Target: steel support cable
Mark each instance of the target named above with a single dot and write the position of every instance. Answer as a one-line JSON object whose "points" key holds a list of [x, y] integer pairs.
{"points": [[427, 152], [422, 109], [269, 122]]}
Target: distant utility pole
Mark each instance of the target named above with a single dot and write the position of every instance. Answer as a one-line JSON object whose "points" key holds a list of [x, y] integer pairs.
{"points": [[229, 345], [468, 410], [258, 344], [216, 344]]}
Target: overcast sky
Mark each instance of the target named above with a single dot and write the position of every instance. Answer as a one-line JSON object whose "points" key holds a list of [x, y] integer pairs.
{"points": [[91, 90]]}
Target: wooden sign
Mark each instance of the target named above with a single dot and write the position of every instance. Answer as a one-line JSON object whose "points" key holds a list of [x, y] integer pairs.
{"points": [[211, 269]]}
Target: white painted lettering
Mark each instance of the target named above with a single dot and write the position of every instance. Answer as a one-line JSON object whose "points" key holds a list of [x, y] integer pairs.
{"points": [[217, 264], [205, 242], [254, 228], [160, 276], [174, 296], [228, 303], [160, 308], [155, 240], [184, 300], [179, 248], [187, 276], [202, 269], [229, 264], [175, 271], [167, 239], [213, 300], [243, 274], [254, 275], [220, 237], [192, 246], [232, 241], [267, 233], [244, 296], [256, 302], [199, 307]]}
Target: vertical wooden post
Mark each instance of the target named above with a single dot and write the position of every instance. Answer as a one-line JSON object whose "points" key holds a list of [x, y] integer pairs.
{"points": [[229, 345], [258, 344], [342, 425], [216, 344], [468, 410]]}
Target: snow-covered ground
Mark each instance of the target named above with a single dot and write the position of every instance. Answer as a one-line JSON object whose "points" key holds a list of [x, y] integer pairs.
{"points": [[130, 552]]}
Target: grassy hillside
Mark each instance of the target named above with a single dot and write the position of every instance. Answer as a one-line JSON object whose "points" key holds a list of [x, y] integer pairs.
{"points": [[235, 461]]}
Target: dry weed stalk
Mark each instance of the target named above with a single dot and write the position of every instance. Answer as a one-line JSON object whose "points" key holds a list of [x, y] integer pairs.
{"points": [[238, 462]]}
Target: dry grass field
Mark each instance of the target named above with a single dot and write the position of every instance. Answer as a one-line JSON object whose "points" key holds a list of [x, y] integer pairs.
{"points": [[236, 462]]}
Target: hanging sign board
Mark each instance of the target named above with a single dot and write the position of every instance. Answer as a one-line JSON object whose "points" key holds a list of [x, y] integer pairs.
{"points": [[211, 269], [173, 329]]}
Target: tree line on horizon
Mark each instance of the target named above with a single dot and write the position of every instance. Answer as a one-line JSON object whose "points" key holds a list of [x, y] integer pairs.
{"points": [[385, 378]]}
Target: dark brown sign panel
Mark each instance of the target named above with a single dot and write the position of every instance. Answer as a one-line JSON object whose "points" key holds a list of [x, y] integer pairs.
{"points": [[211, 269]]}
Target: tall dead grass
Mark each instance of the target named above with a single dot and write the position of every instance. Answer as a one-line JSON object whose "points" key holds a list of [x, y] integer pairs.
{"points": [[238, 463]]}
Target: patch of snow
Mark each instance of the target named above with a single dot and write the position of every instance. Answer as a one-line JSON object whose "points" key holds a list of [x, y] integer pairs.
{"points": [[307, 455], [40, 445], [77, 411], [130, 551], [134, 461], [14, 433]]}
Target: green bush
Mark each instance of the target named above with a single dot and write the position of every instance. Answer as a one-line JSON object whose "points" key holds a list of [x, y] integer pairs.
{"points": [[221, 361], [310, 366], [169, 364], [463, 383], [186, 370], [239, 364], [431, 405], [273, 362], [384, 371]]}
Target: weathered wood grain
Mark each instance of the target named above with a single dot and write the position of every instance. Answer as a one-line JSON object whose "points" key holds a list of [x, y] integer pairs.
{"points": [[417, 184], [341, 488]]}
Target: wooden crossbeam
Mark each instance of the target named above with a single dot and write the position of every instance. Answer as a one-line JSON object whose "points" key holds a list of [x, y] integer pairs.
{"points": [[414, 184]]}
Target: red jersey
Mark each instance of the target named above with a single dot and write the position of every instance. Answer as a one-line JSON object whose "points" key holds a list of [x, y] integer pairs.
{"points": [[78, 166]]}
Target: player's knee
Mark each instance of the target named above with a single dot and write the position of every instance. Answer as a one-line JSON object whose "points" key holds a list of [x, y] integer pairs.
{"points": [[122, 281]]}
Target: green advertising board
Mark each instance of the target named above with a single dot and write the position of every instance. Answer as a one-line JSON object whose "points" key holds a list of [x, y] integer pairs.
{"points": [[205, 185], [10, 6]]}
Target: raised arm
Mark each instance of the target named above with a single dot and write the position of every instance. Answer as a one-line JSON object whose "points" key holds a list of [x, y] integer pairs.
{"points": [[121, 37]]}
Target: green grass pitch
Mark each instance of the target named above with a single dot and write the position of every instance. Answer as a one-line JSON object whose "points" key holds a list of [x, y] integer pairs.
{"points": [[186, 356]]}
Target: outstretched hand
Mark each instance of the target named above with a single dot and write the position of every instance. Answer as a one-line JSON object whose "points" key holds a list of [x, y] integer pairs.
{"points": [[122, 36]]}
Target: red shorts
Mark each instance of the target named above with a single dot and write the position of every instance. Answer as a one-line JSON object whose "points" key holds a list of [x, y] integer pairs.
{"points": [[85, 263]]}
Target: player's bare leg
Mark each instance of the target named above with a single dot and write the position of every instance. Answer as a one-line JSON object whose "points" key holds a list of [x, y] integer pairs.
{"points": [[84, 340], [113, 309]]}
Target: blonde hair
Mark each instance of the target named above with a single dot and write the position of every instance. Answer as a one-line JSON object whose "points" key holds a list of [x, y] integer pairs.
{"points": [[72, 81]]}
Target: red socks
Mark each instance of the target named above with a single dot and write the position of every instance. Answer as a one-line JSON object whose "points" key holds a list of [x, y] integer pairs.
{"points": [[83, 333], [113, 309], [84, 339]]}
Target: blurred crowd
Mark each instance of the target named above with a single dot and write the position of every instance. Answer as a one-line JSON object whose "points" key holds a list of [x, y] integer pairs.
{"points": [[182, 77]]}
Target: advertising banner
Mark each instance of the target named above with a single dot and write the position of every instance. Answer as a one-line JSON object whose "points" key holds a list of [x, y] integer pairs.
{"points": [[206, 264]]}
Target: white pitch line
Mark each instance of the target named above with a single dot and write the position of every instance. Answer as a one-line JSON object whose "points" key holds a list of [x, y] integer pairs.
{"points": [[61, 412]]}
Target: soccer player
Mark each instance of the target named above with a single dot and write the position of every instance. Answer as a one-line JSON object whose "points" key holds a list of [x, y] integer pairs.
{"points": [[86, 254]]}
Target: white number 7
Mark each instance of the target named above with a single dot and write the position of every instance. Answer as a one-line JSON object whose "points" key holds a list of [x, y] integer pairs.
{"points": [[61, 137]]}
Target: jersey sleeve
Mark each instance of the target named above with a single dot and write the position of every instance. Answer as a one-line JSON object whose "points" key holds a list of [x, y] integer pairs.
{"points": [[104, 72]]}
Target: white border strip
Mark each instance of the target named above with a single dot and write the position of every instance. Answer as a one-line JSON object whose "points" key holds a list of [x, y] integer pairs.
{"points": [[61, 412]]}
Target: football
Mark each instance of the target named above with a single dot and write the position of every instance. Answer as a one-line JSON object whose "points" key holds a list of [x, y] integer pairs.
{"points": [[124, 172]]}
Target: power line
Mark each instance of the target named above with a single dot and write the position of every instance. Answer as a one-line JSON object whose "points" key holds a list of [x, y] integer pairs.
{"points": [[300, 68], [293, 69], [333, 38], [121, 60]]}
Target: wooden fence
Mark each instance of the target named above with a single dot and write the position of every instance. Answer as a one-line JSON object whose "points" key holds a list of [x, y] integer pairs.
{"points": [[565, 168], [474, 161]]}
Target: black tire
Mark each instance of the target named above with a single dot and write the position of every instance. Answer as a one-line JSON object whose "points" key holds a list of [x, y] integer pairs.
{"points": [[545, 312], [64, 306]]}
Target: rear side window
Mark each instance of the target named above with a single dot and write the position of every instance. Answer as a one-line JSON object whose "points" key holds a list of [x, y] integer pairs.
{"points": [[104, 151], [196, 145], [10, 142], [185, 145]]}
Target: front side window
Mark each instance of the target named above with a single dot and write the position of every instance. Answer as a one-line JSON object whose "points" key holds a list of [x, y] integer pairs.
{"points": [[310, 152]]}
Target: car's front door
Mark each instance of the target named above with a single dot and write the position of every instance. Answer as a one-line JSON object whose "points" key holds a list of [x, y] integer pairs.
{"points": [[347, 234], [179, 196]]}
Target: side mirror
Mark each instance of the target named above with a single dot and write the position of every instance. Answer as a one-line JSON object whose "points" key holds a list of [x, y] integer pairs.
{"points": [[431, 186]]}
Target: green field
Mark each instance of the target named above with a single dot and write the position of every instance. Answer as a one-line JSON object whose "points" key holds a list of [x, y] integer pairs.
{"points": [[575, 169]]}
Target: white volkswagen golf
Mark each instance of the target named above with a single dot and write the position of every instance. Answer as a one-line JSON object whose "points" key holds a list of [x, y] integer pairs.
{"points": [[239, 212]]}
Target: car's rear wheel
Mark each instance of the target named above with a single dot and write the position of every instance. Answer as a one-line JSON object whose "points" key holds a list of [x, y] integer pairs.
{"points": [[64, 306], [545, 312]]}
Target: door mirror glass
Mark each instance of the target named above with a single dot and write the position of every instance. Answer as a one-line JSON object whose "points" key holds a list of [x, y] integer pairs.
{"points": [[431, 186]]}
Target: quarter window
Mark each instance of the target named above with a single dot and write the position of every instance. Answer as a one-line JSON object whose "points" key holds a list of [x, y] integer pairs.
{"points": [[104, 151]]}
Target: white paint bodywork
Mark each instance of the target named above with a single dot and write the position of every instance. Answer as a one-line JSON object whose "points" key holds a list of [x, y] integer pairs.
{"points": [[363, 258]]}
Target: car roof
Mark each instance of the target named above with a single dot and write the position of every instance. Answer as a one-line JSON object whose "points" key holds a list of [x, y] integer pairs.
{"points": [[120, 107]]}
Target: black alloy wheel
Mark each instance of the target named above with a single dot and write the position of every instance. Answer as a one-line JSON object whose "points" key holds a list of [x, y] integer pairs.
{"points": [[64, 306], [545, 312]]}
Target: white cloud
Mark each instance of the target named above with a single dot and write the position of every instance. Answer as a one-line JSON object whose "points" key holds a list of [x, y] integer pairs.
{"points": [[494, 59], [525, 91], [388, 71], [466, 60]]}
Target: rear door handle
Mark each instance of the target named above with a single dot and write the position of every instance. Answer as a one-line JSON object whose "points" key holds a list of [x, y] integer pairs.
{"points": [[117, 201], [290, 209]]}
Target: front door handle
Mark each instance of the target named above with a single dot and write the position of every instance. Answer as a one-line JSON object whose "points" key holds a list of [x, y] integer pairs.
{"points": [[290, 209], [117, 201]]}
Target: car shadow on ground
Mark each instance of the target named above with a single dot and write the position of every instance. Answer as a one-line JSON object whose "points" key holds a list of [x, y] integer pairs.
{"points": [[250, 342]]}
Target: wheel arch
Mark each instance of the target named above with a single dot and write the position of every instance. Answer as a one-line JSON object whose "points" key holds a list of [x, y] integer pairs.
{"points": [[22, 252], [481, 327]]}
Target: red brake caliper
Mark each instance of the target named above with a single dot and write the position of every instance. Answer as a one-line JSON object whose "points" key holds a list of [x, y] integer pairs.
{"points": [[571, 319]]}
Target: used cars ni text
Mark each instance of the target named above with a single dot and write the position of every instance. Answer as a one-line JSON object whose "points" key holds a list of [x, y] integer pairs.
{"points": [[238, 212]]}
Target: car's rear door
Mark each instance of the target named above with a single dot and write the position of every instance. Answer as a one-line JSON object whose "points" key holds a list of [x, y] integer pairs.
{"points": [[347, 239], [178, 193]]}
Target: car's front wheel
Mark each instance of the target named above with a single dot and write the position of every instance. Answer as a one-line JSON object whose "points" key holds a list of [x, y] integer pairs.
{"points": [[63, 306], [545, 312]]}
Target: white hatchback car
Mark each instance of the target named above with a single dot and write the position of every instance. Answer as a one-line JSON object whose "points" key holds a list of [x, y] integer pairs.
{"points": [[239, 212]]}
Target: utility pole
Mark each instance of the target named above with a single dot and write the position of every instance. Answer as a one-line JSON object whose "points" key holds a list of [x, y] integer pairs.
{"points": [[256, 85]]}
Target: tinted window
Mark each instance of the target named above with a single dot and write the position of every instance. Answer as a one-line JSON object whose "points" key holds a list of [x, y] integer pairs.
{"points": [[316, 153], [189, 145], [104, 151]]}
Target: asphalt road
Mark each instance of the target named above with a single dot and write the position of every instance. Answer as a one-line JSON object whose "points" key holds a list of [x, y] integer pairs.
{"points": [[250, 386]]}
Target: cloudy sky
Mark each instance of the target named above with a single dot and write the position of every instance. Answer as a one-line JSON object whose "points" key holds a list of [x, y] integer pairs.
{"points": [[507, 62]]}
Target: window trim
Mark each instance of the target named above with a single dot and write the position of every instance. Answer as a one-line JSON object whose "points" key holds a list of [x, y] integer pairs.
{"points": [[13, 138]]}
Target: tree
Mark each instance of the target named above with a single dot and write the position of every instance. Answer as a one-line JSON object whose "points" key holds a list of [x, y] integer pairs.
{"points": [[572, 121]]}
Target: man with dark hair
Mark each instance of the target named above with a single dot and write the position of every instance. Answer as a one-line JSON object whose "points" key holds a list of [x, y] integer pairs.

--*--

§ GOAL:
Copy out exactly the lines running from the line with "Target: man with dark hair" to the end of the records, inclusive.

§ RIGHT ANSWER:
Target: man with dark hair
Mark each instance of the target named above with a single dot and write the position of every instance. Answer as a one-line JSON object whose "points" key holds a list of [x, y] integer pairs.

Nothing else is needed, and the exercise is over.